▶ _THE DATA_:
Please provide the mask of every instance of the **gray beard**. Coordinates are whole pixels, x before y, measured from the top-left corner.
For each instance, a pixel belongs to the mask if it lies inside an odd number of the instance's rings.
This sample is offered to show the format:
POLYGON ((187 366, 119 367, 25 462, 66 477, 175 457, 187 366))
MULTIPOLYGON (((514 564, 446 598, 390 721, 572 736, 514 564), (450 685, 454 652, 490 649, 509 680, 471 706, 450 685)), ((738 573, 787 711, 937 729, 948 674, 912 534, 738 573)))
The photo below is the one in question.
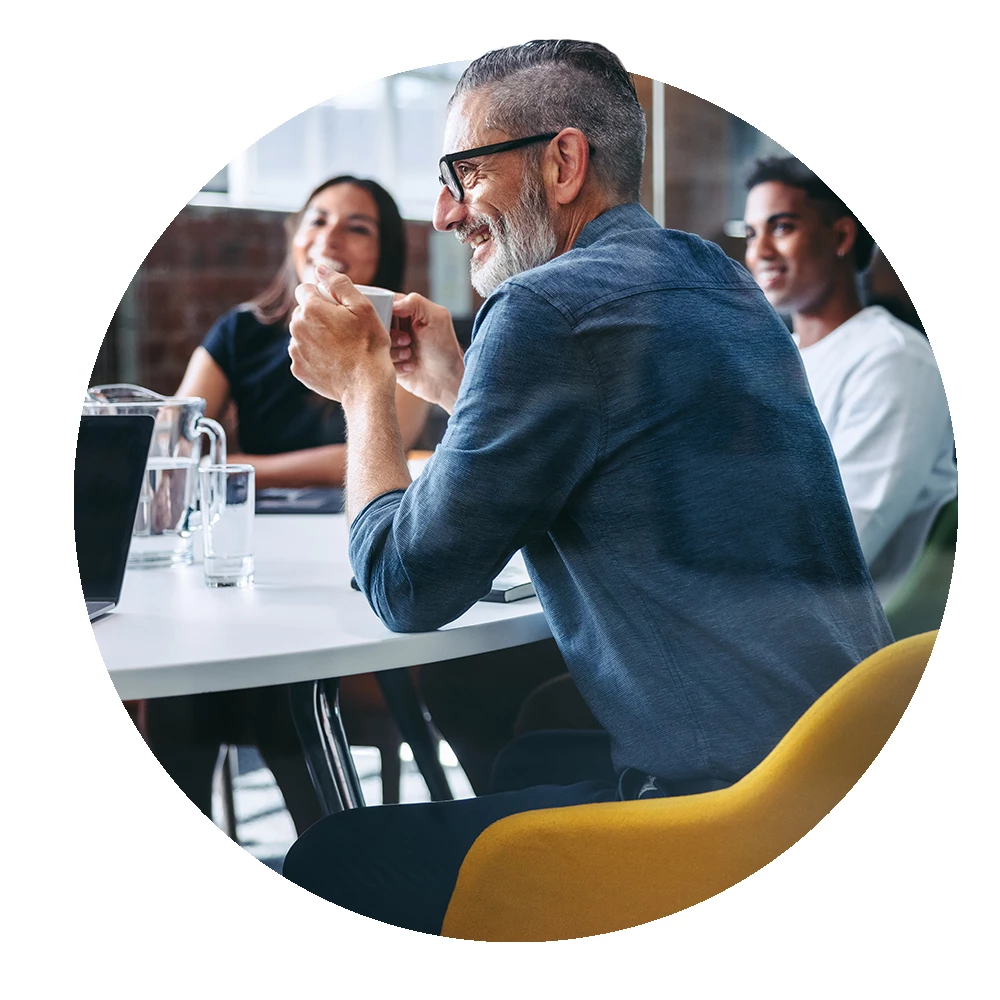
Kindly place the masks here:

▶ _DIRECTIONS_: The reply should consist solely of the lines of the data, exact, from the opening line through the line with "POLYGON ((187 366, 119", inclusive.

▶ _RESPONSE_:
Please provide the mask of every instance of the **gray beard**. Coordinates are whole pixels, x before y, measured from the top-left corner.
For each instance, a pixel belongs to the mask if it lies inside an odd number of the instance's rings.
This sample is offered to show the format:
POLYGON ((187 366, 119 367, 25 462, 66 477, 175 457, 187 366))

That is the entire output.